Memories Re-create a Vanished World
I knew exactly what he meant, remembering my own introduction to China. It was New Year's Eve, 1946, and my mother, my sisters Meme and Kjeryn, my brother Harmon, and I arrived by ship in Shanghai to join my father, who had gone ahead to his diplomatic post a year earlier.
Dad met us at the gangplank and guided us through the swarms of hawkers and children begging for coins with outstretched hands. One coolie grabbed Kjeryn's handbag from her shoulder and fled down the street. In a flash, Dad was racing after him, followed by little brother Harmon yelling, "Stop, thief!" Soon the whole family was in hot pursuit. The robber took one quick look backward. The sight of these foreign devils after him was too much. He flung the bag into the air and disappeared in the crowd.
Our family piled into rickshas, and the coolies pulled us through cluttered streets toward the Cathay Hotel. A slew of beggars, some with open sores on their faces, followed us. When Kjeryn, then 12, had no more coins for them, one spat full in her face.

━━━

| WHAT THIS TASK INVOLVES |
Continue the account of the family's 1946 arrival in Shanghai, starting after the final sentence of the passage above.

━━━

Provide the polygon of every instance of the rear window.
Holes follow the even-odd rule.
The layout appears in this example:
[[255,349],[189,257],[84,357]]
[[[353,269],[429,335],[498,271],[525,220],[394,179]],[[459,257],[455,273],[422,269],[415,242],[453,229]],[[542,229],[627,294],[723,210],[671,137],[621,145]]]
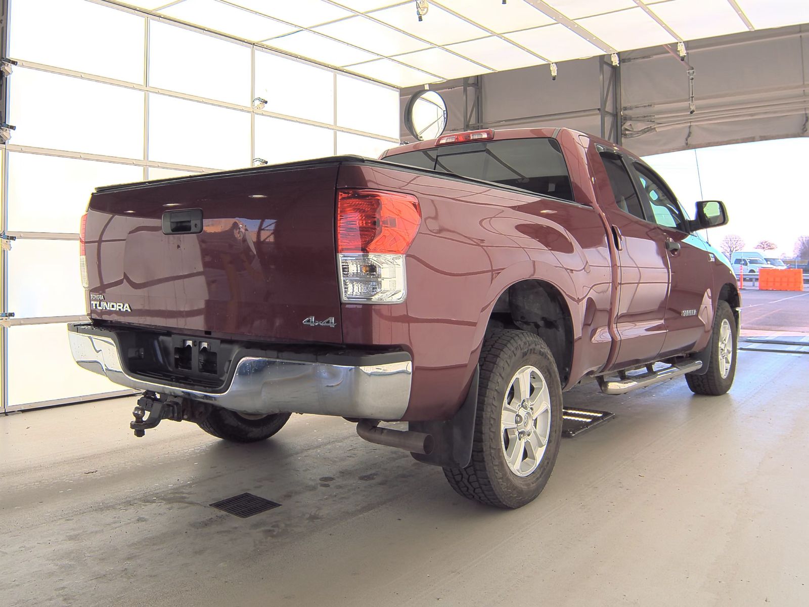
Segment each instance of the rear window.
[[574,201],[561,148],[549,138],[459,143],[384,159]]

━━━

| RESPONSE AREA |
But when we walked into one of Shanghai's most luxurious hotels, we stepped into a different world. Chinese women in brocade gowns and smartly suited Chinese businessmen and officials mingled with the international set. Numerous servants escorted us through red-carpeted corridors to our suite.
For the next two years we lived in Nanking among the foreign diplomats, and I attended Nanking University. The civil war was wracking the countryside around us, and most of my fellow students were in sympathy with the Communists. Riding to school in a ricksha each morning, I often passed corpses of people who had died in the night - from starvation, disease, or accident. Bodies sometimes lay unclaimed for days. In the evening I would attend elaborate dinners and diplomatic balls. Contrasting the lives of the very poor and the very rich, I sensed that the revolution in China had been inevitable.
Canton Moves by Muscle Power
Now, in Canton, surrounded by the new Chinese, I thought that, instead of comparing the standard of living in China today with that of the industrialized United States or Europe, we should rather weigh modern China against China's backward past.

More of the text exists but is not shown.